- Theatrical release poster
- Directed by: Jim Gillespie
- Screenplay by: Flint Dille; John Zuur Platten; Brandon Boyce;
- Story by: Flint Dille; John Zuur Platten;
- Produced by: Scott Faye; Karen Lauder; Kevin Williamson;
- Starring: Agnes Bruckner; Jonathan Jackson; Laura Ramsey; D. J. Cotrona; Rick Cramer; Meagan Good; Bijou Phillips; Method Man;
- Cinematography: Steve Mason
- Edited by: Paul Martin Smith
- Music by: James L. Venable; John Debney (themes);
- Production companies: Dimension Films; Outerbanks Entertainment; Collision Entertainment;
- Distributed by: Miramax Films
- Release date: September 16, 2005;
- Running time: 85 minutes
- Country: United States
- Language: English
- Box office: $881,779

= Venom (2005 film) =

American supernatural slasher film

Venom is a 2005 American supernatural slasher film directed by Jim Gillespie. The film's ensemble cast includes Agnes Bruckner, Jonathan Jackson, Laura Ramsey, D. J. Cotrona, Rick Cramer, Meagan Good, and Method Man. The film follows a group of teens who fight to survive a man-turned-zombie after he becomes possessed by evil spirits.

Venom was released by Miramax Films on September 16, 2005. It received negative reviews from critics and was a box-office failure. It is the final film by Dimension Films to be released during their Miramax Films tenure before the Walt Disney Company, Miramax Films' parent company at the time, sold Dimension Films to The Weinstein Company on October 1, 2005.

Extracted records =>
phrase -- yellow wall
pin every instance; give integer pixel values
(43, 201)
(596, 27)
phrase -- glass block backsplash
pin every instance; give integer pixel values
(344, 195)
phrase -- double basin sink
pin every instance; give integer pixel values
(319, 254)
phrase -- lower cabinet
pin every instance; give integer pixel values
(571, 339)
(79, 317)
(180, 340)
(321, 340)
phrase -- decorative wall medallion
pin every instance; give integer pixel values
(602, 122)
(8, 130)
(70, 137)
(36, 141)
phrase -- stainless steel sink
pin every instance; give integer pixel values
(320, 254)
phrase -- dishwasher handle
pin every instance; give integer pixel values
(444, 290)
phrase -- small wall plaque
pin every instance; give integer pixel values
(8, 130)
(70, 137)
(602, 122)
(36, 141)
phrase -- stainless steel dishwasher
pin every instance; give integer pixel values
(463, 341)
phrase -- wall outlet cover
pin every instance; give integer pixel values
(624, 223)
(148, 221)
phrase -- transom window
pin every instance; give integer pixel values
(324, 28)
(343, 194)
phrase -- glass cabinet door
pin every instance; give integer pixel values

Your objective =>
According to the film article, on what date did the Walt Disney Company sell Dimension Films to The Weinstein Company? You won't need the lines to do what's asked here.

Response for this exercise =>
October 1, 2005.